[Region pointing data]
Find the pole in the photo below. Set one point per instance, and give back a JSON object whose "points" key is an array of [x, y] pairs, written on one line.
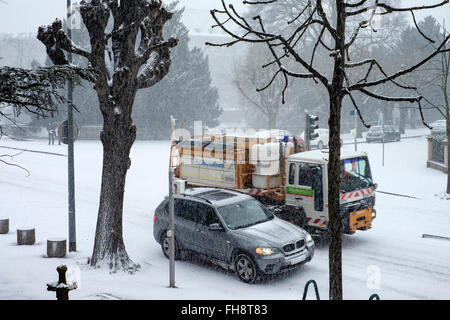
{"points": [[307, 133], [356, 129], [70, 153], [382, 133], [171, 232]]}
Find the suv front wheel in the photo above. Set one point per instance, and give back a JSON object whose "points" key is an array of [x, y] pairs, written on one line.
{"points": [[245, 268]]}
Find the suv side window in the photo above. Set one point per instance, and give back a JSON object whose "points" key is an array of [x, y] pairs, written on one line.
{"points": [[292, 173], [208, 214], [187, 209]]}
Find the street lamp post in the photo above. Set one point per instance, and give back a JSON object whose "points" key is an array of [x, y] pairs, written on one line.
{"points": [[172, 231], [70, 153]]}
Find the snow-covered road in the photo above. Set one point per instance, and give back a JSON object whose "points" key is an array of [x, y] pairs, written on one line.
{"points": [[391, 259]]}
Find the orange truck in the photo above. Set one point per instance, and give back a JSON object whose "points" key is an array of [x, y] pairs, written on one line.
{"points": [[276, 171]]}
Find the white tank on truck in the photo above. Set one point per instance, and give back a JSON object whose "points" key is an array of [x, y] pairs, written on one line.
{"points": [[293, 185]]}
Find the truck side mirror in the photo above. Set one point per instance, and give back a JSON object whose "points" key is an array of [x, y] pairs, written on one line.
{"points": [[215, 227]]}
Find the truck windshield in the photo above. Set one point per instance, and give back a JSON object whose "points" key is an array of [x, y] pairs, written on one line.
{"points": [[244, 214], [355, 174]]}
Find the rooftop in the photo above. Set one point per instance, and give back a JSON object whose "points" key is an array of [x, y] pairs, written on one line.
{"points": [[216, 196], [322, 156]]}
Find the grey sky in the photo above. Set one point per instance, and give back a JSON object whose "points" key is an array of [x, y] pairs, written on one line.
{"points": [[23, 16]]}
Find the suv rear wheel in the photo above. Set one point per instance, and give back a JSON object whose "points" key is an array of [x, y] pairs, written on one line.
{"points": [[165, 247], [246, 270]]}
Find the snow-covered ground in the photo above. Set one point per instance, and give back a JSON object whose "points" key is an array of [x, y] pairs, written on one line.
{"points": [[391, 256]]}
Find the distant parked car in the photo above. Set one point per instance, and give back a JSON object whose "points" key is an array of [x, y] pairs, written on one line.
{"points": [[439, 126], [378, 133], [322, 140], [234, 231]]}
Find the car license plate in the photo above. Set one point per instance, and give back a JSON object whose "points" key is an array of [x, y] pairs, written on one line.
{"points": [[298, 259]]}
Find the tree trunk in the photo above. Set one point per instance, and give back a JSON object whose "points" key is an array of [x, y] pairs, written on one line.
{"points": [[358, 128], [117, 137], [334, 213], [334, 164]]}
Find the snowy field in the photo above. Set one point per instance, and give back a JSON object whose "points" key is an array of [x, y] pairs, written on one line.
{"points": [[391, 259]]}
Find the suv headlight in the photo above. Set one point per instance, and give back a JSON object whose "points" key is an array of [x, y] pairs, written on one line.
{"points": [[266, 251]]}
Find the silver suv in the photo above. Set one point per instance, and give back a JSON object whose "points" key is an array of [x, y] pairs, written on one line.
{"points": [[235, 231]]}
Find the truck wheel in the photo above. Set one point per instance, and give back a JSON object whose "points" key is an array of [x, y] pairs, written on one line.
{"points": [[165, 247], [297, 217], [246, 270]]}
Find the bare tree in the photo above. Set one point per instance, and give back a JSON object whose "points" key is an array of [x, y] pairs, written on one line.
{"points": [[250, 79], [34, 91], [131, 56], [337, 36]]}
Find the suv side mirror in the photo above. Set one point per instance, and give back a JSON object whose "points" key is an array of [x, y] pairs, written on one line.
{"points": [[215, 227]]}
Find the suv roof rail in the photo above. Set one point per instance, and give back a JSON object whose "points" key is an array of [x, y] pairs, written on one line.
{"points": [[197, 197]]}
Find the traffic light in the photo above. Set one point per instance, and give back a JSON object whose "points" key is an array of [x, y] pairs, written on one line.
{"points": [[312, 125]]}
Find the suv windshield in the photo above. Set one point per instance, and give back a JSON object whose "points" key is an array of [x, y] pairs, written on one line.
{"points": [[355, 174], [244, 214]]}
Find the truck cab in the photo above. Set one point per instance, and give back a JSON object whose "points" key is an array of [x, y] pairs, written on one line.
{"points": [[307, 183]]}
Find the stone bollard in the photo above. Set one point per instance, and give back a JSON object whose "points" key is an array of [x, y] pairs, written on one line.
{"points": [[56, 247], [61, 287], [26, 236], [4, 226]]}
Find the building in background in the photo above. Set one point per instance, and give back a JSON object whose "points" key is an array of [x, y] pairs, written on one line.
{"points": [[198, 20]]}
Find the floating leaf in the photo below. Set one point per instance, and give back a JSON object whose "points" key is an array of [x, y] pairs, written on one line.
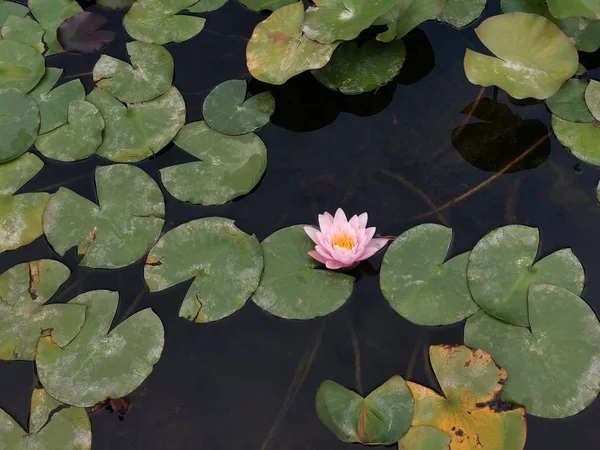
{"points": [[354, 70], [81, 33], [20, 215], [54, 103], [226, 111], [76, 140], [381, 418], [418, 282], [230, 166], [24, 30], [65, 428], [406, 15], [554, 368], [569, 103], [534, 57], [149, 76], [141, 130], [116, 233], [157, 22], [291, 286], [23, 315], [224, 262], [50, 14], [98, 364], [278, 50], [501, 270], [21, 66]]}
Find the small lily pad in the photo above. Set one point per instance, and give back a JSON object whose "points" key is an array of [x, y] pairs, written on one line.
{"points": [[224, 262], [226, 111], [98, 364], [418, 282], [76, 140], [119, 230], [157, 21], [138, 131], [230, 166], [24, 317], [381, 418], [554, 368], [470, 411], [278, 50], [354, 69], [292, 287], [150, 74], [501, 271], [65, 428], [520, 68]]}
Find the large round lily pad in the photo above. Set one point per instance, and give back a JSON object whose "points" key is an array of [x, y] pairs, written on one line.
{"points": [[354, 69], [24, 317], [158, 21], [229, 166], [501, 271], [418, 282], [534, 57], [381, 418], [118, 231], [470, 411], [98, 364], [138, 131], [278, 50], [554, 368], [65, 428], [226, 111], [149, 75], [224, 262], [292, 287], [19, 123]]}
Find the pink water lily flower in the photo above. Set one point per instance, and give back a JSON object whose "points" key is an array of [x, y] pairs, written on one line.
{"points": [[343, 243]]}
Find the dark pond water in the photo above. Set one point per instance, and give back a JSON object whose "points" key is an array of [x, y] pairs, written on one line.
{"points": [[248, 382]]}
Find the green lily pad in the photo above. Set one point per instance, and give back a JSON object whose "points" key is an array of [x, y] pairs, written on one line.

How to complete this task —
Could you write out every record exactly, leaving the pictures out?

Answer to the exercise —
Find the pole in the photo below. Set one point per instance, and give back a JSON object whose "points" key is an array of [x, y] pairs, written on one line.
{"points": [[307, 133], [356, 129], [70, 153], [382, 133], [171, 232]]}
Find the suv front wheel in the photo above. Set one point per instance, and give back a JSON object whose "points" key is an array of [x, y] pairs, written on one line.
{"points": [[245, 268]]}
Find the suv side window in the photo above. Set one point per instance, and give back a JSON object whose "points" key is an array of [x, y] pairs, written on one line.
{"points": [[292, 173], [208, 214], [187, 209]]}
Find the street lamp post in the photo above. Set one point per instance, and give back a JSON object whose "points" key is an array of [x, y] pairs, written on one line.
{"points": [[172, 231], [70, 153]]}
Find the snow-covered road in the photo above. Set one point per instance, and give back a JSON object whose "points" key is an array of [x, y] pairs, written on one line.
{"points": [[391, 259]]}
Find the orange truck in the photo above. Set one point per instance, and give back a JSON object whose "points" key is an array of [x, y] pairs, written on one line.
{"points": [[276, 171]]}
Find the white tank on truck in the photo above. Set one point per instance, and give back a JSON object whose "points" key is an array of [x, y] pairs, written on one line.
{"points": [[293, 185]]}
Find the truck side mirror in the photo above. Set one point per instance, and give back a JSON object whose "points" key is an array of [x, y] pairs, written on one line.
{"points": [[215, 227]]}
Find the truck windshield in the photo above. Set one point per instance, and give back a JSON object whose "points" key is an array of [x, y] pairs, written on one line.
{"points": [[244, 214], [355, 174]]}
Find the rooftop in the photo above. Set one point per instance, and give back a JSON object whose "points" key is an array of [x, y] pairs, written on one line.
{"points": [[216, 196], [322, 156]]}
Find the grey sky in the photo above. Set one point per instance, and give back a JSON object whose "points" key is an array of [x, y] pairs, written on one line.
{"points": [[23, 16]]}
Find the suv rear wheel in the photo above. Set one point per instance, and give back a JSON object whose "points" key is an array of [x, y] pairs, written on one line.
{"points": [[165, 247], [246, 270]]}
Find the snow-covered ground in the photo above. Set one point per instance, and give back a JSON object whose "points" key is an array of [x, y] pairs, written on one line.
{"points": [[391, 256]]}
Find the distant parked car in the photo above. Set one point per instance, and give back a JSON object whose "points" key is an array of [x, y] pairs, written on one line.
{"points": [[439, 126], [378, 133], [322, 140], [234, 231]]}
Find the car license plate in the photo above. Set one point per instance, and give back a JSON object whose "points" key is an array of [x, y] pairs, written on one line.
{"points": [[298, 259]]}
Find the tree trunk in the photo above. Set one point per instance, and give back a JSON object whose "points" key is an array of [x, y] pairs, written on one line.
{"points": [[358, 128], [117, 137], [334, 213], [334, 164]]}
Find the snowy field in the photo above. Set one point per instance, and give back a JSON object whose "points" key is an array of [x, y] pairs, written on one line.
{"points": [[391, 259]]}
Find the suv headlight in the photo above. Set one point per instance, and give back a JSON object whose "points" key is an array of [x, y] pairs, written on one line.
{"points": [[266, 251]]}
Find the silver suv in the photo above. Set one point per instance, and give back a JSON object whose "points" key is an array of [x, y] pairs, written on one line.
{"points": [[235, 231]]}
Find the truck wheel in the photo above. Set one point per instance, and give back a JSON object whose "points" key is an array of [x, y] pairs, written on one line.
{"points": [[165, 247], [297, 217], [246, 270]]}
Find the bare tree in the photo above. Set one point per instance, and give back a JSON object whose "points" key is an array of [x, y] pairs, written on one line.
{"points": [[250, 79], [34, 91], [131, 56], [337, 36]]}
Find the suv side mirror in the photo above. Set one point per instance, and give back a JSON object whose "points" key is an array of [x, y] pairs, written on one line.
{"points": [[215, 227]]}
Find the suv roof rail in the photo above. Set one point per instance, and give back a JSON object whose "points" key is an array of [x, y] pairs, written on one line.
{"points": [[197, 197]]}
Find the traffic light in the photo above. Set one point per instance, and give back a JSON object whose "points" key is an array of [x, y] pairs, written on one line.
{"points": [[312, 125]]}
Find the suv windshield in the photo above. Set one point per instance, and give back a JSON object whose "points" key is an array of [x, y] pairs, written on one line.
{"points": [[355, 174], [244, 214]]}
Find the truck cab in the photo above. Set one point per instance, and give back a JSON object whose "points" key is an array of [x, y] pairs, written on one line.
{"points": [[307, 183]]}
Find the stone bollard in the photo above. Set one point per instance, and give back a JSON object whose "points" key is an array of [x, y] pairs, written on one line.
{"points": [[56, 247], [61, 287], [26, 236], [4, 226]]}
Find the building in background in the photo above. Set one point per instance, and give back a JSON object whose "points" key is an array of [x, y] pairs, written on one line.
{"points": [[198, 20]]}
Find the floating leaf in the photo below. Set one point per instance, and give back a JSON object whose "points" key is an array of [x, y] pairs, written on one line.
{"points": [[354, 70], [81, 33], [20, 215], [54, 103], [226, 111], [76, 140], [381, 418], [418, 282], [230, 166], [24, 30], [65, 428], [406, 15], [554, 368], [569, 103], [534, 57], [149, 76], [141, 130], [116, 233], [157, 22], [291, 286], [23, 315], [224, 262], [50, 14], [98, 364], [278, 50], [501, 270], [21, 66]]}
Find the small lily pad in the photo above. Set one point per instance, and give back a JSON object whose "points" key is an array of [x, y] pairs, written on one line.
{"points": [[224, 262], [226, 111], [98, 364], [418, 282], [76, 140], [119, 230], [157, 21], [138, 131], [230, 166], [24, 317], [381, 418], [554, 368], [470, 411], [278, 50], [354, 69], [292, 287], [150, 74], [501, 271], [65, 428], [520, 68]]}
Find the large round lily pad in the photo above. Set one point per instance, and give back a JSON object whose "points" key is an array of [x, y] pairs, written on one line.
{"points": [[354, 69], [24, 317], [158, 21], [229, 166], [501, 271], [418, 282], [534, 57], [381, 418], [118, 231], [470, 411], [98, 364], [138, 131], [278, 50], [554, 368], [65, 428], [226, 111], [149, 75], [224, 262], [292, 287], [19, 123]]}
Find the pink water lily flower in the photo above. Set one point per instance, and give back a JSON object whose "points" key is an array of [x, y] pairs, written on one line.
{"points": [[343, 243]]}
Find the dark pond water in the photo above. Set one point per instance, and give back a JSON object whose "points" key is an array of [x, y] pairs, written on one line.
{"points": [[248, 382]]}
Find the green lily pad in the photo above. Set one point per instance, and give back a JSON object whose "points" key is an array of [x, y] pairs, written on one line.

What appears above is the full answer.